▶ **REQUIRED WORK**:
• A. Retype the acceptance speech below, starting at "It’s no accident" and continuing up to and including "provided by Carolina.".
• B. According to the acceptance speech below, in what month and year did the speaker arrive on campus?

David Jernigan
Class of 2000

David is the executive director of KIPP schools in Atlanta. Below is his acceptance speech for the GAA’s Distinguished Young Alumni Award. October 7, 2011.

It’s no accident that Carolina is producing students who not only care deeply about their community, but who are also equipped to affect change in substantive ways.

For me, I know that the road from rural North Carolina would have ever intersected the road to inner city Atlanta were it not for the challenging experiences and leadership opportunities provided by Carolina.


More.

A poster at a KIPP School Atlanta, Georgia

Since learning the news of this award a few months ago, I have spent a great deal of time reflecting on the journey that brought me to Atlanta – a journey which started in a small town in Eastern North Carolina.

Having grown up in a working class family, I didn’t take the opportunity to attend college for granted. I knew throughout high school that if I didn’t get a full scholarship, college simply would not be an option. So, when I arrived on campus in August of 1996, there was no question that I would be maximizing every minute of my four years here.

▶ **DATA RECORDS**:
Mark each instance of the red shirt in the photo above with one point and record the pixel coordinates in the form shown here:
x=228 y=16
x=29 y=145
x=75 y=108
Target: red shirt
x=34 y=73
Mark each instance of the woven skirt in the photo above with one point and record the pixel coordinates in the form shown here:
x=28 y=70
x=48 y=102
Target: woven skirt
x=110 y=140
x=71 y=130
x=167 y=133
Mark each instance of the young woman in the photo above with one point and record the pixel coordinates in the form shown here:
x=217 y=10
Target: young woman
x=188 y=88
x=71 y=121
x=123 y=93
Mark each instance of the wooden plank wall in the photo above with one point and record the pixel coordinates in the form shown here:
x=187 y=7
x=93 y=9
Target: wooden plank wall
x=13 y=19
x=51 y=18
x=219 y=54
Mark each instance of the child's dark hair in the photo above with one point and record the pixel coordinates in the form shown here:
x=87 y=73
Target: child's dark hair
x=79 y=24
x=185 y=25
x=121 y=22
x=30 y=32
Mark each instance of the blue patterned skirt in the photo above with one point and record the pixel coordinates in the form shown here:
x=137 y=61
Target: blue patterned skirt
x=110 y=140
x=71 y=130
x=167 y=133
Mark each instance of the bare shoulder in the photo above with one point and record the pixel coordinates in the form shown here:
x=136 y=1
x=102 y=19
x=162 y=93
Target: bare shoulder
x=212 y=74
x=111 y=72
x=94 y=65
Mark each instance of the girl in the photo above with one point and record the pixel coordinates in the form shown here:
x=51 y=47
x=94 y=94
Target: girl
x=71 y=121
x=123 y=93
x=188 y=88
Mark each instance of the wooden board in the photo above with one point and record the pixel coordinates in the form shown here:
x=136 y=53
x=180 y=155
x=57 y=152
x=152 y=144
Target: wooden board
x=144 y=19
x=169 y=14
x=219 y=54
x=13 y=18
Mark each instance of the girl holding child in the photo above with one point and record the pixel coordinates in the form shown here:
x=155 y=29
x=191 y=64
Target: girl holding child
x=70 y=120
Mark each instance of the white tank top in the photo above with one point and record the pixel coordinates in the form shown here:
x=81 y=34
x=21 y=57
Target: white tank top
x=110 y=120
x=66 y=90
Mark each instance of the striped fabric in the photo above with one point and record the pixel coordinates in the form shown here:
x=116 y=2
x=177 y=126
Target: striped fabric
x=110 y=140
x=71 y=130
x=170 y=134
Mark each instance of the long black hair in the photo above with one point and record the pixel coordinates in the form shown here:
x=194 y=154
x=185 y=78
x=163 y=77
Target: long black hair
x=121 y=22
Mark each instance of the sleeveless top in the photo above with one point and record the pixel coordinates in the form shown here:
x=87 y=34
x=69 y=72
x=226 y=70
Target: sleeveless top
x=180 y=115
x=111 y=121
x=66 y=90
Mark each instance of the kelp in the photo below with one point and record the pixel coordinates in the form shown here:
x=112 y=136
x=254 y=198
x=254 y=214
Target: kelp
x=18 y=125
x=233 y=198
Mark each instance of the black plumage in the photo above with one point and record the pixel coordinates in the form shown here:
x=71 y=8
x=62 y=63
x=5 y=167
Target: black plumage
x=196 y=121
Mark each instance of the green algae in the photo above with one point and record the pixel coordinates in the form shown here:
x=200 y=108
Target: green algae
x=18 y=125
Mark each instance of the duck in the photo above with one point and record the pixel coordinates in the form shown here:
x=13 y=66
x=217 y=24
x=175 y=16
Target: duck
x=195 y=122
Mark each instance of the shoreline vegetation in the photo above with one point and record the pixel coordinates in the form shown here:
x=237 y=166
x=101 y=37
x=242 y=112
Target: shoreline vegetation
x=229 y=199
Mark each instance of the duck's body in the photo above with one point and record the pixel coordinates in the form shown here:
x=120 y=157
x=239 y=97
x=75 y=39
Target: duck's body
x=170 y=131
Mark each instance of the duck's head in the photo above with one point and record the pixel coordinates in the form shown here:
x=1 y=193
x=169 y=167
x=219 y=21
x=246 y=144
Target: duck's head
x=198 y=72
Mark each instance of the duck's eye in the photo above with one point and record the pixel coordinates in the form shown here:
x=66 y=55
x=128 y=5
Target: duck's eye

▶ **ANSWERS TO THE EXERCISE**:
• A.
It’s no accident that Carolina is producing students who not only care deeply about their community, but who are also equipped to affect change in substantive ways.

For me, I know that the road from rural North Carolina would have ever intersected the road to inner city Atlanta were it not for the challenging experiences and leadership opportunities provided by Carolina.

• B. August 1996